**TASK DETAILS**
Your task is to output the data exactly as it stands.

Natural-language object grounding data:
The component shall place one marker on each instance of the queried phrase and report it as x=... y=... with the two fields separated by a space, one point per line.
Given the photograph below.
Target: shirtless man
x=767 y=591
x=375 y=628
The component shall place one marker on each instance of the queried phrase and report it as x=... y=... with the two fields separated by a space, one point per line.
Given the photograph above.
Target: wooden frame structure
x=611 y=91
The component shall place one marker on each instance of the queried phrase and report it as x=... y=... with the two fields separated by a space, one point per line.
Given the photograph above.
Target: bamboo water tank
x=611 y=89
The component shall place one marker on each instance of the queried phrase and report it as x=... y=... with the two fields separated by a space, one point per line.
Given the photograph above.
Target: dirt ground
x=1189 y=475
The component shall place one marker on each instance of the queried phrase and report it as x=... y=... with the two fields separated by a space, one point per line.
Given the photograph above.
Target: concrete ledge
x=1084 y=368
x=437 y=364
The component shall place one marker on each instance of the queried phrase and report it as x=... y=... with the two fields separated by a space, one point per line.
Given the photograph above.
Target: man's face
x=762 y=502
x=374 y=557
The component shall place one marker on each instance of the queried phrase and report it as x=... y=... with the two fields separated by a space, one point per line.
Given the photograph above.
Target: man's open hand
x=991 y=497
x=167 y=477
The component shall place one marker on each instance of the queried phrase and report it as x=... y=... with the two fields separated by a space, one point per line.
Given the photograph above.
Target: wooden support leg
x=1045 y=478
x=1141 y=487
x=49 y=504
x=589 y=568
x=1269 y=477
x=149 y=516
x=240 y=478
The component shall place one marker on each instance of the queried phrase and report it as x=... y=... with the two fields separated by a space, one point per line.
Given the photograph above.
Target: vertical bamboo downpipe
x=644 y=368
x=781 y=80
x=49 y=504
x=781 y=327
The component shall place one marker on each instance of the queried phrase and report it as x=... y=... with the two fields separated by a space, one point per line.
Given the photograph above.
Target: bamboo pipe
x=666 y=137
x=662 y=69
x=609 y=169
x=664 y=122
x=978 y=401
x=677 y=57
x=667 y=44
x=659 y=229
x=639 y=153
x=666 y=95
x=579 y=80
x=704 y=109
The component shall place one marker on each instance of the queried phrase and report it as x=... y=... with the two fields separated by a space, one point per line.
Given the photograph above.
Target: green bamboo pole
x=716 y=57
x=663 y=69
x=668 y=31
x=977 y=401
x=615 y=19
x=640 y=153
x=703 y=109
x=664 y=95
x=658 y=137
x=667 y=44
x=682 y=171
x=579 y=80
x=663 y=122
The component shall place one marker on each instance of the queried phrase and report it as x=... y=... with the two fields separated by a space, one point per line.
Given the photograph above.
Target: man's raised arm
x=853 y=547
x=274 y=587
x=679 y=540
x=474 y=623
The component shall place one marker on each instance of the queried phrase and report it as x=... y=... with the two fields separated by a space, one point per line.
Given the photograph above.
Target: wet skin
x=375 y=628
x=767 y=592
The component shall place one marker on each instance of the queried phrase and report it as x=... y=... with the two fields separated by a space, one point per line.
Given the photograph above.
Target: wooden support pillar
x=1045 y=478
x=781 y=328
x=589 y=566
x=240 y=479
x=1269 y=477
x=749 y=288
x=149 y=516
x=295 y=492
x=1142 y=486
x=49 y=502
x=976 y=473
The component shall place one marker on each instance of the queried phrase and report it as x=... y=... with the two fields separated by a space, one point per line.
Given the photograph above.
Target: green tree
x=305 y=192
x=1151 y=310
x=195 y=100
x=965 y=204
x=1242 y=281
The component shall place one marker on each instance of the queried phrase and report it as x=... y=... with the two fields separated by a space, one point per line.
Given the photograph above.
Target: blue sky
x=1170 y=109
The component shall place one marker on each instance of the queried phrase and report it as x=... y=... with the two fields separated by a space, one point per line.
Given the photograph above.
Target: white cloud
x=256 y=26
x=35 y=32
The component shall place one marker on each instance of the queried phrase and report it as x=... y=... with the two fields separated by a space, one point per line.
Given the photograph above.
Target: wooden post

**RESPONSE**
The component shall place one marker on each instance of the queried phrase and report it as x=... y=... with the two fields separated by a space, one point per line.
Given the photograph below.
Target: shirtless man
x=767 y=591
x=375 y=628
The component shall place one marker on each instance of the queried phrase and report it as x=... y=... with the two fields separated by a space, one point per line.
Given the photograph above.
Target: wooden frame structure
x=611 y=91
The component shall place one marker on each instance of the queried phrase and report it as x=... y=... with the two fields separated by a space, one point per line.
Given the photograph above.
Target: bamboo water tank
x=611 y=89
The component shall place one marker on each instance of the queried phrase and report it as x=... y=... with the two fields separated by a space, one point per line.
Given the photograph above.
Target: dirt ground
x=1189 y=475
The component shall place one marker on each instance of the queried phrase and report it as x=... y=... with the two fields separated by a space, one point per line.
Given the photograph above.
Target: concrete ledge
x=1084 y=368
x=437 y=364
The component shall place one marker on each instance of the queried phrase and report it as x=... y=... with the two fields separated by a space, one point per line.
Given the photograph above.
Target: man's face
x=762 y=502
x=374 y=557
The component shall place one marker on each instance of the queried phrase and report it as x=... y=... with the two fields separated by a space, one point per line.
Given the photograph above.
Target: man's open hand
x=991 y=497
x=167 y=477
The component shall place one marker on each instance of the queried phrase and report it as x=... y=... with the two fields separated by a space, one point per line.
Given the photograph above.
Target: wooden support leg
x=1045 y=478
x=1141 y=487
x=49 y=504
x=589 y=568
x=1269 y=477
x=149 y=516
x=240 y=478
The component shall place one marker on each instance of the queried phrase and report it as x=... y=... with the two fields separated by a space, one point per line.
Given the photograph above.
Target: vertical bamboo downpipe
x=644 y=368
x=781 y=80
x=49 y=504
x=781 y=327
The component shall place one marker on each instance of the queried phrase and report it as x=... y=... with the two fields separated by a space, one point per line.
Given the photograph above.
Target: bamboo pipe
x=666 y=137
x=662 y=69
x=609 y=169
x=664 y=122
x=978 y=401
x=677 y=57
x=667 y=44
x=659 y=229
x=639 y=153
x=666 y=95
x=579 y=80
x=704 y=109
The component shall place one marker on each instance of the queried phrase and report it as x=... y=... with the two fields separated by a space, one point per line.
Given the photograph above.
Target: green bamboo pole
x=716 y=57
x=663 y=69
x=668 y=31
x=977 y=401
x=615 y=19
x=640 y=153
x=703 y=109
x=664 y=95
x=658 y=137
x=667 y=44
x=682 y=171
x=579 y=80
x=663 y=122
The component shall place one marker on each instance of the queried phrase and report it as x=... y=... with the two fields separated by a space, one point per line.
Given the photograph above.
Target: man's raised arm
x=853 y=547
x=274 y=587
x=679 y=540
x=474 y=623
The component shall place one marker on each instance of the queried phrase and report it as x=... y=... with the two fields separated by a space, one point per line.
Given the photograph above.
Target: wet skin
x=375 y=628
x=767 y=592
The component shall place one marker on each instance of the queried phrase and report it as x=... y=... with the two fields separated by a space, one point per line.
Given the photograph above.
Target: wooden support pillar
x=1045 y=478
x=781 y=328
x=589 y=566
x=240 y=479
x=1269 y=477
x=749 y=288
x=149 y=516
x=295 y=492
x=1142 y=486
x=49 y=502
x=976 y=473
The component shall place one marker on each instance of the queried phrase and report it as x=... y=... with the two fields separated by a space, one point per line.
Given the photograph above.
Target: green tree
x=305 y=192
x=1151 y=310
x=195 y=100
x=965 y=204
x=1242 y=281
The component shall place one marker on each instance of the queried phrase and report it as x=... y=... with the two fields separated by a space, one point per line.
Given the photograph above.
Target: blue sky
x=1170 y=109
The component shall place one marker on each instance of the queried phrase and report it as x=... y=... with the two fields separated by a space, one point per line.
Given the photograph above.
Target: white cloud
x=256 y=26
x=35 y=32
The component shall place one marker on each instance of the queried phrase and report it as x=... y=... with the two fields separated by a space, one point per line.
Given the photograph above.
Target: wooden post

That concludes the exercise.